[Records from a collection]
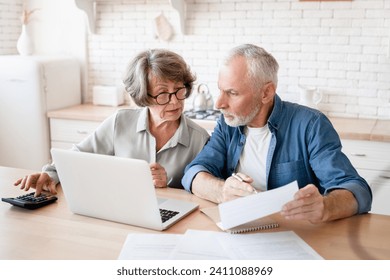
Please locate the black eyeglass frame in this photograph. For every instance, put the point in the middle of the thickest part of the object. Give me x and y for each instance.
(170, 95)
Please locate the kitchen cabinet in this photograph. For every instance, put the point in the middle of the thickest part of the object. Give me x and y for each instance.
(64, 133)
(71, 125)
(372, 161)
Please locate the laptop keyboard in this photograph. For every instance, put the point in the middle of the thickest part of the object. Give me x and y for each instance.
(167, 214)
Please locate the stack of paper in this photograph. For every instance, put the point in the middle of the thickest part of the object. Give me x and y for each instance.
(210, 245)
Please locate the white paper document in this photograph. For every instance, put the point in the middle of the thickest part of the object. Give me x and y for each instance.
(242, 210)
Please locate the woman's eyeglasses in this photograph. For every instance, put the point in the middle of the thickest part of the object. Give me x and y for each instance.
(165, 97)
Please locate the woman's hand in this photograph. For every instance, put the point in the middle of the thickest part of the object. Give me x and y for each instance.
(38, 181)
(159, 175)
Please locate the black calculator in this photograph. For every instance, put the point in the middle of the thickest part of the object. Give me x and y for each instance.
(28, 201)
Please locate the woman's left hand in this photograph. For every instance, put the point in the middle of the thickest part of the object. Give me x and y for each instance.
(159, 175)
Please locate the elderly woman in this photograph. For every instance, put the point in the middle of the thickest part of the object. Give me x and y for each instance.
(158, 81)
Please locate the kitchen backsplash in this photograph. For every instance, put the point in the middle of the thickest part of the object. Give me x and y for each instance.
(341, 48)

> [WHAT YOU WILL DO]
An exact reproduction of all the records is required, with no pictures included.

> [REPLY TO THE TASK]
Please locate the black eyeglass frame in this photograph. For every instance, put the point in the middle of the thickest part of the object. Give me x and y for each instance.
(170, 95)
Please locate the kitchen cabinet in this photograph. For every instance, put the point in the middle of the thickest part of the object. Give me x and y for each instance.
(64, 133)
(71, 125)
(372, 161)
Please locate the laptop keyboard in this photograph. For every instance, put the point in the middle of the thickest part of the object. Give me x and y for each instance.
(167, 214)
Please locate the stack of paper in this photograph. For every instance, put the point in the middle of the thickest part of the object. Give me x and y for each instance.
(210, 245)
Please locate the white paper document in this photograph. For every instance, put the point in the middle of the thickest part of the object. Give me x and y for each instance.
(242, 210)
Please locate the woman's eyeglasses in this photograph. For every instance, put the point in the middle of the thickest part of the object. Give me x and y for each instance.
(165, 97)
Please locate the woman's hand in this photograph. For every instance, put the point in the middle of the thickest part of the object. Give me x and y for each instance.
(38, 181)
(159, 175)
Please locate the black calculator in this photograph. For every instance, put the point in the middle of the thickest part of the object. Give me x and y for each instance.
(28, 201)
Please locate the woman's left hand in this photograph. For every instance, put the point in the middle of the thickest part of the object. Give me x and y for each instance.
(159, 175)
Please locate the elderly woman in this photograph. For every instance, put the point in the middle of the thickest part of the object. Give me x and y for each instance.
(158, 81)
Please locate the kitchen backsplash in this photograph. For every instance, put the point in the middle of the thickest part of the object. Give me x and y for each instance.
(341, 48)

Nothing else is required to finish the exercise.